_WHAT YOU SHOULD DO_:
Please find every line in the records that contains the string "rear" and copy each one in full. Case counts, so match only that exact capitalization.

_MATERIAL_:
## Begin
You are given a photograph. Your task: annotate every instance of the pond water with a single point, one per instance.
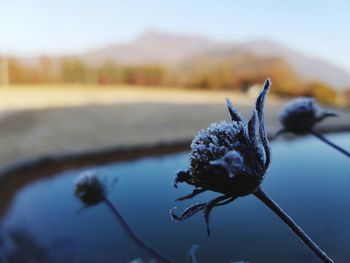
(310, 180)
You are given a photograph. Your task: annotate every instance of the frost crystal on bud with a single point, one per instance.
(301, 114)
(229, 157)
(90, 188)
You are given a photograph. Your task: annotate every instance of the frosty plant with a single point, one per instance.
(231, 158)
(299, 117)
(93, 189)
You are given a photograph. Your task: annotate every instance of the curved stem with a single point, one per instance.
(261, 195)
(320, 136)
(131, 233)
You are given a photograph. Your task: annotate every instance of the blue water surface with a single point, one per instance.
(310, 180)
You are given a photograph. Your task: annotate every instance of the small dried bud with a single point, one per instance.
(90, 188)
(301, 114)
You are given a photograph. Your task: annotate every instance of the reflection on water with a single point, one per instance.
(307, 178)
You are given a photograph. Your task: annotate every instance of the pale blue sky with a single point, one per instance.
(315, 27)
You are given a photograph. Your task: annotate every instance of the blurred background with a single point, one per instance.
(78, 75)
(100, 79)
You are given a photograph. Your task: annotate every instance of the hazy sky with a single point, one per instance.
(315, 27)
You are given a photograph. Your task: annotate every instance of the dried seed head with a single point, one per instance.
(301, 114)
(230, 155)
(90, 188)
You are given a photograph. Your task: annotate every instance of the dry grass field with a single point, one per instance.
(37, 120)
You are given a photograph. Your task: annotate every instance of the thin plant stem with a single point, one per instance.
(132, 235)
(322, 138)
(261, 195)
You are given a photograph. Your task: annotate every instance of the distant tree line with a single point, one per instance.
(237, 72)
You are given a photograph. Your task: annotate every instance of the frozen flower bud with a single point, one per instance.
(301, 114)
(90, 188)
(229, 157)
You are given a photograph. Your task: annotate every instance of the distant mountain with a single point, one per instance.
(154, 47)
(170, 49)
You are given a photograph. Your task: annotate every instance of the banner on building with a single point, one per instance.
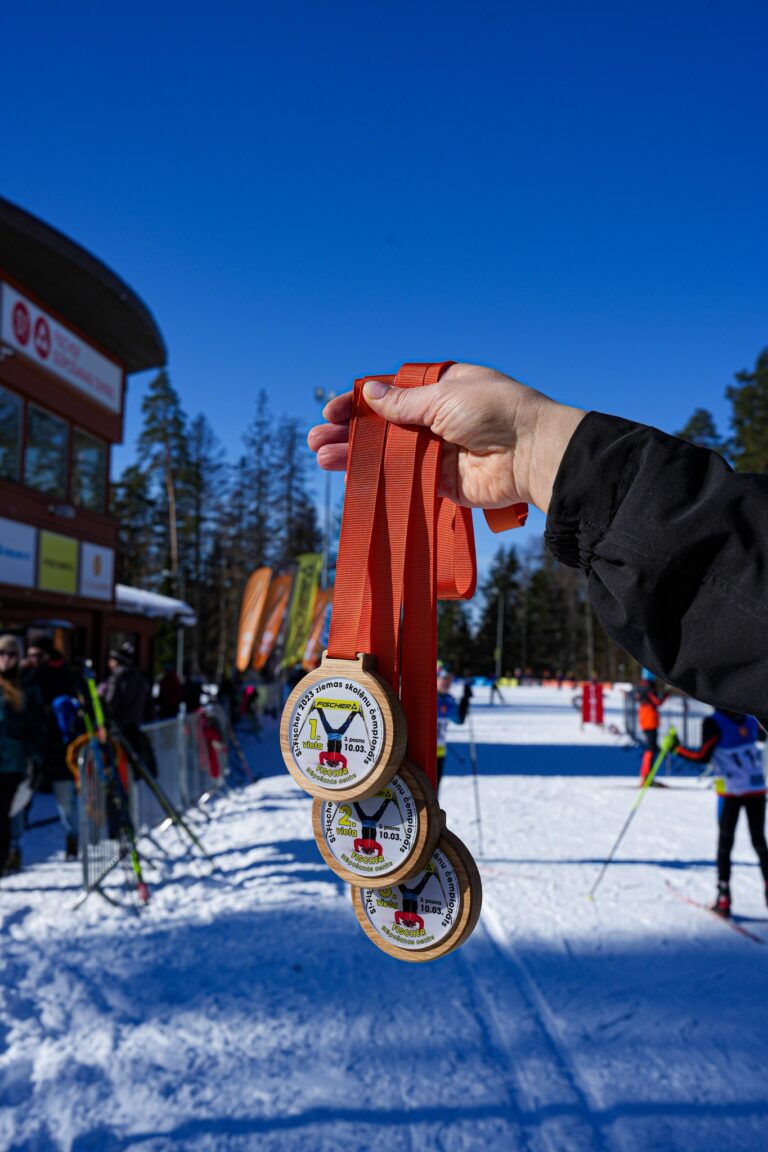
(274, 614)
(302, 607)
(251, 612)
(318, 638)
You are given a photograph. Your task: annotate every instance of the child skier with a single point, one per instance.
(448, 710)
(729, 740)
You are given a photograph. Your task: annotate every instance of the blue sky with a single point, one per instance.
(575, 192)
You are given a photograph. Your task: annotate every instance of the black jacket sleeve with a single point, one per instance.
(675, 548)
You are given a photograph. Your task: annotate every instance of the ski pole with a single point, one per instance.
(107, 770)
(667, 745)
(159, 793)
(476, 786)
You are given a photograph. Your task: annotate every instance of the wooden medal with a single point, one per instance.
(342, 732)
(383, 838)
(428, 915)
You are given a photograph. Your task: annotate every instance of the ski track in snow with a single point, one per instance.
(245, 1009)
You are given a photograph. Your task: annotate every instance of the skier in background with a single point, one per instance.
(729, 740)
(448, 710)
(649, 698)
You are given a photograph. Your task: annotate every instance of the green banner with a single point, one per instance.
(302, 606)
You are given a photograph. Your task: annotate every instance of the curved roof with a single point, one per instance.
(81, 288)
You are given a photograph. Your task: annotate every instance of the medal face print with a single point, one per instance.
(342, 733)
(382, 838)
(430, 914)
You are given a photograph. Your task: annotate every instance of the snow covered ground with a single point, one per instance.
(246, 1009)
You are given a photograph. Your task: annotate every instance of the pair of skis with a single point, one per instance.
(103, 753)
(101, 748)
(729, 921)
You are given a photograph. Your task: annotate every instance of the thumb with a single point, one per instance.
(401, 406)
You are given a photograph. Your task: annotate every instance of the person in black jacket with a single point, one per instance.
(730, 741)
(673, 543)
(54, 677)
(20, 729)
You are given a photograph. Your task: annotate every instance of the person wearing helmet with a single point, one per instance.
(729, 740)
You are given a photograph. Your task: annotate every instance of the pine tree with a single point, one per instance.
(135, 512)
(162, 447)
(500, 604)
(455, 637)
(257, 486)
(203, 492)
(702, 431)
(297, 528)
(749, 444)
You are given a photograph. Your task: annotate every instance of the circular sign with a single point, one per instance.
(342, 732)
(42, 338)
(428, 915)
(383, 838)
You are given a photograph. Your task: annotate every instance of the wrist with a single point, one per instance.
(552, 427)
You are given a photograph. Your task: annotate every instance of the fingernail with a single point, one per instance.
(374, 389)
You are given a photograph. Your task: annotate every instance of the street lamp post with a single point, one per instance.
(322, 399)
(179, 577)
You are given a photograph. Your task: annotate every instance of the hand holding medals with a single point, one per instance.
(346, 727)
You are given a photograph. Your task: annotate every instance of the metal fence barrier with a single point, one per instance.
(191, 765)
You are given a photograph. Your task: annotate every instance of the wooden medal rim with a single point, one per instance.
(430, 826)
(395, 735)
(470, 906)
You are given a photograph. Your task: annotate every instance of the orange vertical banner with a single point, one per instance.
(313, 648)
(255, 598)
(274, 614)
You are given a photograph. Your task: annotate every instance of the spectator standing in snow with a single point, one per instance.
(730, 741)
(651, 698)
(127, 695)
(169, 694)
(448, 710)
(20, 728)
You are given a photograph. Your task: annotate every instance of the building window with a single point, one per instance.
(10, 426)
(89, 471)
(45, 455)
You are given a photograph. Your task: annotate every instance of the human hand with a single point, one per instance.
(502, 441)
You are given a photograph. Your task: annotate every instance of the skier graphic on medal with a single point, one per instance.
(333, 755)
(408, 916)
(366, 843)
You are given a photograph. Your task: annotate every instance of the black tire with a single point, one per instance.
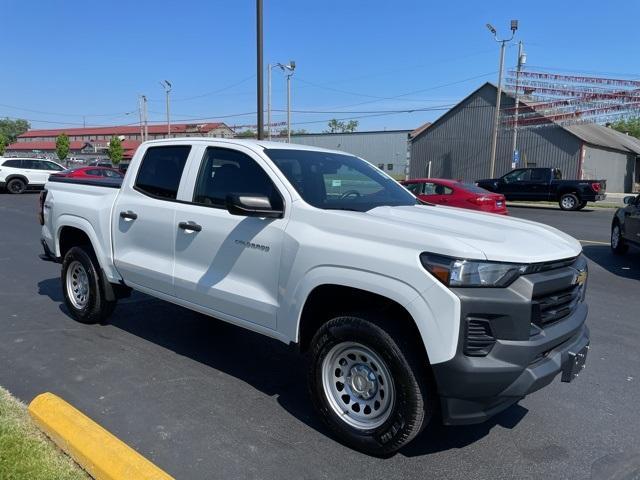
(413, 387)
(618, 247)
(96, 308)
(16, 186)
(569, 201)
## End
## Begin
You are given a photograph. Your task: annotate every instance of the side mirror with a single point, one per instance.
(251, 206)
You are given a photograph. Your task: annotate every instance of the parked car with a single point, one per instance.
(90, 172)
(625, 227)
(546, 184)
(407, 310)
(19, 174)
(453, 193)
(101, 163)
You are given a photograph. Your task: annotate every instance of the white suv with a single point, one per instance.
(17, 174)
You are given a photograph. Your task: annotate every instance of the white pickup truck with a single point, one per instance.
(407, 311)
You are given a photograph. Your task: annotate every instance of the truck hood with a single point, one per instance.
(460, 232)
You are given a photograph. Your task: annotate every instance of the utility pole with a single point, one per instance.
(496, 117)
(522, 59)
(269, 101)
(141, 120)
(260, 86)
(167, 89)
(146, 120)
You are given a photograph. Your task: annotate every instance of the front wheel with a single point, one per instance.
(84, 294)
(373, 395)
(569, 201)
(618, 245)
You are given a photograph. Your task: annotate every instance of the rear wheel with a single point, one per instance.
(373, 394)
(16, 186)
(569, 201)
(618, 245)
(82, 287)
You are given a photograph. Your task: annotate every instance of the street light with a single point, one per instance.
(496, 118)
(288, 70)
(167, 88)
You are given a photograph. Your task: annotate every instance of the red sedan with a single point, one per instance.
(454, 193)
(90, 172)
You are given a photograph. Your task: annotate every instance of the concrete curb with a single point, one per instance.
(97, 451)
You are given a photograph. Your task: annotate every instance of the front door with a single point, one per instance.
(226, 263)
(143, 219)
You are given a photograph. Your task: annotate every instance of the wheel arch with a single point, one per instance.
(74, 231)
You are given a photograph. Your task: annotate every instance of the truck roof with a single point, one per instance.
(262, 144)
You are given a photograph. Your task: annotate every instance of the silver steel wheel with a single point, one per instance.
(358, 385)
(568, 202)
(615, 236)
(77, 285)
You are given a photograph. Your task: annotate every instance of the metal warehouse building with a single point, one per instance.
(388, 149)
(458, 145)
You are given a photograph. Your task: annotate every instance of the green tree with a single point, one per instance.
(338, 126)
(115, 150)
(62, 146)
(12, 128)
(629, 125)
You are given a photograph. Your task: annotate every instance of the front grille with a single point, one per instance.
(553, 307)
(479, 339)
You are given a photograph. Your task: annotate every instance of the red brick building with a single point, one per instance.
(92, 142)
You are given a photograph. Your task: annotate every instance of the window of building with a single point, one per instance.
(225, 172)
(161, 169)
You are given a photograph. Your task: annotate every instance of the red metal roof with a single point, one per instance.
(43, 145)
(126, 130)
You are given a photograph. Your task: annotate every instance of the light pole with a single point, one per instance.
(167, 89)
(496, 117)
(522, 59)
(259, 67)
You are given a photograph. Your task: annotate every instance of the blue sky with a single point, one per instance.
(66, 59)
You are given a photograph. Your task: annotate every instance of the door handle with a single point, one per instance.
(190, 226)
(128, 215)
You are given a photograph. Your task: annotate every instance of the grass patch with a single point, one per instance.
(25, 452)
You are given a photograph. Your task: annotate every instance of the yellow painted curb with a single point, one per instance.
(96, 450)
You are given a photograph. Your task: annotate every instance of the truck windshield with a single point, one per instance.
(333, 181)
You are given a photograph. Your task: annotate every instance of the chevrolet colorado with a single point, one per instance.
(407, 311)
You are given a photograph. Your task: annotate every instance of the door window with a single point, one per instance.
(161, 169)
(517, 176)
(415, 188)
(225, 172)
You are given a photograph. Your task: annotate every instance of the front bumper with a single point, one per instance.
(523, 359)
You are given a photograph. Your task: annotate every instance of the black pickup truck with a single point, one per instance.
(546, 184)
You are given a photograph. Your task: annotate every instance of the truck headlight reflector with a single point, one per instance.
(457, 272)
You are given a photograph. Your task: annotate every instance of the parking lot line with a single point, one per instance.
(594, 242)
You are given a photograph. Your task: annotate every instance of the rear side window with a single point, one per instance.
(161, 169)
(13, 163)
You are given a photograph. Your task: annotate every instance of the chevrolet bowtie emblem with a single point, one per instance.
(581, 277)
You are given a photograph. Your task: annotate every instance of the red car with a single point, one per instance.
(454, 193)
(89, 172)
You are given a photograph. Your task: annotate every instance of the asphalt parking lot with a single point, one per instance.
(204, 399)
## End
_RESULT_:
You are given a photograph. Your task: annotate every instance of the rear wheel with a single point, one per instance.
You are given a photograph. Your task: annotate every instance of the rear side window with a single point, one per instance.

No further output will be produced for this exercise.